BEGIN PROVIDED ENTRIES

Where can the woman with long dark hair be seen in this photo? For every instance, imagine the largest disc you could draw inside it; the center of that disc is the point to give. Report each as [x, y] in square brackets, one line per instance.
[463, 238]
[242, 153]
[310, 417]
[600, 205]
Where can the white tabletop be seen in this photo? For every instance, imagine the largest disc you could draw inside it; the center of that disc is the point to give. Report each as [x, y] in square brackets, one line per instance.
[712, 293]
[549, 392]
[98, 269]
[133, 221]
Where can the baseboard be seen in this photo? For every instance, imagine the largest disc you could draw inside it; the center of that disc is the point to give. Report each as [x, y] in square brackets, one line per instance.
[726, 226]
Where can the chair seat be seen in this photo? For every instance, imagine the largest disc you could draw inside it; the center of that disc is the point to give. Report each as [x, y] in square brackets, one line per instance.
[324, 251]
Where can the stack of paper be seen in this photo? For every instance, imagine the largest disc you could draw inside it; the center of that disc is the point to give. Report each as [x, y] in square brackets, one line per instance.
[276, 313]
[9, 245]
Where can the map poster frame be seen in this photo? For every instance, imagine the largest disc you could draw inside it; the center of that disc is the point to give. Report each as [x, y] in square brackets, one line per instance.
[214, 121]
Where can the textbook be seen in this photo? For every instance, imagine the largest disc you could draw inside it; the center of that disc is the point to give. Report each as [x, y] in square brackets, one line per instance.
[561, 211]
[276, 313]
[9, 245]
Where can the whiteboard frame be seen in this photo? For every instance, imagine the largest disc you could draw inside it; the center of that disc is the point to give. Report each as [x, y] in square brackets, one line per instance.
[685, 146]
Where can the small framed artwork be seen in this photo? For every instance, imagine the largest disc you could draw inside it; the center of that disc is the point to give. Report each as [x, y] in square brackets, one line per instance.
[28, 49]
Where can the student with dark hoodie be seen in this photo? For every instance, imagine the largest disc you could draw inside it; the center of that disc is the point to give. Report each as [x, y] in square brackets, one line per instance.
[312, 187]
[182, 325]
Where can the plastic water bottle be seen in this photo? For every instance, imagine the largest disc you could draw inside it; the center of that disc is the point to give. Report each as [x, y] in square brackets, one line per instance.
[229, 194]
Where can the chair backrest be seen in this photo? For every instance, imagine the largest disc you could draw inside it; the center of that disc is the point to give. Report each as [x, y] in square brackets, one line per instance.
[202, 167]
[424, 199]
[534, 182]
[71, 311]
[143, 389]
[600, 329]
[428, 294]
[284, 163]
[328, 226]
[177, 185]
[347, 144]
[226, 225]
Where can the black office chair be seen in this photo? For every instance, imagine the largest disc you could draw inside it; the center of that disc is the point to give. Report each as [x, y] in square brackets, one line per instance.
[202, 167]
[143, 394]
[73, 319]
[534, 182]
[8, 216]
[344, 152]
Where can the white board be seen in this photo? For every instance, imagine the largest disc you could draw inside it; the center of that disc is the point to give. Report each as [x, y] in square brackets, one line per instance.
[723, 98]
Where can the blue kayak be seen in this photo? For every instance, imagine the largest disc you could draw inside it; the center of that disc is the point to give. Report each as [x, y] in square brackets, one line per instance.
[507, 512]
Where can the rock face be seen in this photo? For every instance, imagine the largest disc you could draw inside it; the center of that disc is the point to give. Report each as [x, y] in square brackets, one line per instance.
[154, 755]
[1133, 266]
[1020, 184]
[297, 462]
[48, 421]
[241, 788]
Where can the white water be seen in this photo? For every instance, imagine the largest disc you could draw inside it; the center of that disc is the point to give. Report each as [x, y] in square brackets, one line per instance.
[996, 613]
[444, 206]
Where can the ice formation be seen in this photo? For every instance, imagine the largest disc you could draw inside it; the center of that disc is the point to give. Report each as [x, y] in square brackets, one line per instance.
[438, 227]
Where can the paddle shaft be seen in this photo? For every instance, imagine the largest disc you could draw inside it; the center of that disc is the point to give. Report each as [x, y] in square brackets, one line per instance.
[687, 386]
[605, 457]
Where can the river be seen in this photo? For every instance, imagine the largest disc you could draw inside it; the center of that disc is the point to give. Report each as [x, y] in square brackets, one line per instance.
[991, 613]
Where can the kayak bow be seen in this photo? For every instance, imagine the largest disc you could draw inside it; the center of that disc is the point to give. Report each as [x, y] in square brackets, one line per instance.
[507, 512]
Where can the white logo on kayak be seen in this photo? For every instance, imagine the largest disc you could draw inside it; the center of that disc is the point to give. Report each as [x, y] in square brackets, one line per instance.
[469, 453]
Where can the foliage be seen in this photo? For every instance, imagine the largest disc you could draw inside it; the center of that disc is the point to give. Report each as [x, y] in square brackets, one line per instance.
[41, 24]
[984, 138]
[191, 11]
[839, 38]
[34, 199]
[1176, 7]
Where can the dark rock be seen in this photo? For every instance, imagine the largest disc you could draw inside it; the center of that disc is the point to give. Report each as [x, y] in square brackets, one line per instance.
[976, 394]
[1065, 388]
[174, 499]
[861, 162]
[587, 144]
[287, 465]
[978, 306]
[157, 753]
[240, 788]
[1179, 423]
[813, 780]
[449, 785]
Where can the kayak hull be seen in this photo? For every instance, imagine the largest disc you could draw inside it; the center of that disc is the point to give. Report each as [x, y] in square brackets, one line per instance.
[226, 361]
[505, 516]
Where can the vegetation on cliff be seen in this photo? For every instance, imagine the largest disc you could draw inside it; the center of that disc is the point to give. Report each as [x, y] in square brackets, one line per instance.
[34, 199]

END PROVIDED ENTRIES

__TASK REQUIREMENTS__: Return every line of the listing above without changing a single character.

__ANSWER TO THIS PROBLEM__:
Where can the woman with long dark hair be seen in this photo? For every instance, imagine the largest disc you could draw inside it; the center of that disc is the point to give. Report each as [x, y] in square brackets, one line per instance.
[463, 238]
[242, 153]
[310, 417]
[600, 205]
Where can the white tabletop be seen in this photo? For every instance, imagine the largest disc you could draw inside it; the center of that disc is the point to give. Report each as [x, y] in square brackets, one line per instance.
[712, 293]
[549, 392]
[98, 269]
[133, 221]
Where can the baseboard be seen in this photo? For every instance, imagine the largest disc you could draw inside it; the center of that disc is the point to give. Report each as [x, y] in square brackets, one line per instance.
[726, 226]
Where can the chair seat be seen in this photo? For every instance, imagine the largest disc you could draw inside it; the center of that disc is the point to give. Report each as [x, y] in square brackets, one line per instance.
[324, 251]
Where can the stack of paper be seen in this photo? For every instance, imagine the largest disc you could draw inside it; the center of that disc is the point to give. Report each as [x, y] in square brackets, one line per instance.
[276, 313]
[9, 245]
Where can the map poster frame be seen in this photo? For every instance, imagine the largest disc you could draw inside it; the center of that disc is the point to give. Report each as [x, y] in square brackets, one line per instance.
[214, 121]
Where can the textbook be seen in this photo? For every instance, imagine the largest disc you could draw inside it; the center of that disc is the point to give. Report each as [x, y] in square brackets, one line per instance.
[561, 211]
[276, 313]
[9, 245]
Where can the whiteboard frame be seen in this photo? For every instance, imagine the largest disc you could draw inside it; the center of that disc is the point to give. Report each as [x, y] in square brackets, one line per instance.
[685, 146]
Where can the small framed artwork be seen in this photo? For every instance, imagine the largest disc you could draw inside it; the center of that disc is the point to give. Report each as [x, y] in square brackets, one line per instance.
[28, 49]
Where can the student with dark hoodie be seen in this photo? For every instance, imagine the largest disc you could draw inside it; the center of that disc is the point to give. Report each as [x, y] in square brackets, one line per instance.
[312, 187]
[182, 325]
Where can the plastic water bottle be seen in this photo? For every instance, imagine the largest disc you could draw inside it; the center of that disc is the point to give. Report each as [x, y] in square brackets, one line per instance.
[229, 194]
Where can the chair backrest be seen in this photo? For every instance, imagine the largest disc you could draw inside it; the center of that disc is the point to give. Report each as [x, y] in square brackets, one line per instance.
[202, 167]
[424, 199]
[534, 182]
[71, 311]
[143, 389]
[600, 329]
[428, 294]
[284, 163]
[328, 226]
[177, 185]
[347, 144]
[226, 225]
Where can the black office chair be seen in this photo? For every instance, imagine the largest disc you could draw inside it; the center of that disc is the point to give. Report each as [x, y] in square brackets, one line per instance.
[202, 167]
[143, 394]
[73, 319]
[534, 182]
[8, 216]
[344, 152]
Where can the white board be seen in this photo? For every instance, imagine the largest disc you could draw inside it; the center of that disc is the point to give. Report each as [x, y] in square brackets, one line per instance.
[723, 98]
Where can the blue kayak be seen in this photo? For every instance, imagine the largest disc you could draw inside it; the center of that disc is the point to give. Report each as [x, y] in square brackets, one line per instance.
[507, 512]
Where can the rock face be seen in this photo? For every instance, imagine the largest disc you could draw inside it; the center of that disc is the point to give. Report each as [x, y] in square brackets, one line per instance.
[154, 755]
[1133, 266]
[1020, 184]
[297, 462]
[48, 421]
[241, 788]
Where can the white water be seen in this photo? For every instance, imagine the largest disc you could draw inside it; the center of that disc is the point to give. Report each as [x, y] in square brackets, one line per instance.
[996, 613]
[444, 206]
Where can the ice formation be seen in this photo? For every instance, imagine the largest disc you could draw inside it; the center of that disc is the point to give. Report each as [x, y] in square brackets, one line per instance.
[438, 227]
Where can the paddle shaft be seen in this photo? For every instance, imagine the largest disc you could draw inside it; the center of that disc is the point to give. Report each as [x, y] in square brackets, one line per instance.
[687, 386]
[605, 457]
Where can the river be seen in this photo? For every instance, imagine the largest disc you could draw inside it; the center of that disc is the point to give. Report each as [x, y] in square brackets, one line per instance.
[991, 613]
Where can the kayak bow be seen in this photo? For every instance, imagine the largest disc you could draw inside it; the center of that disc is the point to give. Report each as [x, y] in square brackets, one line per instance.
[507, 512]
Where can the white logo on kayak be seen in this photo? For every instance, imagine the largest disc you could draw inside it; the center of that disc is the point to give. Report each as [x, y] in square brackets, one line per instance.
[469, 453]
Where can the foliage be seen in this photo? For every instance, imagine the largest disc you could draw inside it; the center of that disc is the point to give. Report each as [x, y] in square brackets, one line per instance.
[41, 24]
[984, 138]
[191, 11]
[839, 38]
[34, 199]
[1176, 7]
Where can the dark rock be seen in this photo? For every instance, imagine the largest disc you could draw inside it; the center of that disc is the point to give. Report each as [x, y] in square brackets, one line per instance.
[976, 394]
[1065, 388]
[174, 499]
[861, 162]
[587, 144]
[287, 465]
[978, 306]
[157, 753]
[240, 788]
[1179, 423]
[813, 780]
[449, 785]
Where can the kayak hull be seen in this photo? For every instance, imagine the largest disc you could draw inside it; the center of that disc is the point to give. Report each as [x, y] in square brackets, one line per instance.
[226, 361]
[505, 516]
Where can the vegetation on cliff be seen in this photo? For every instance, imagine the largest disc you could draw inside it; the center of that disc is the point to give. Report each as [x, y] in square brackets, one line per instance.
[34, 199]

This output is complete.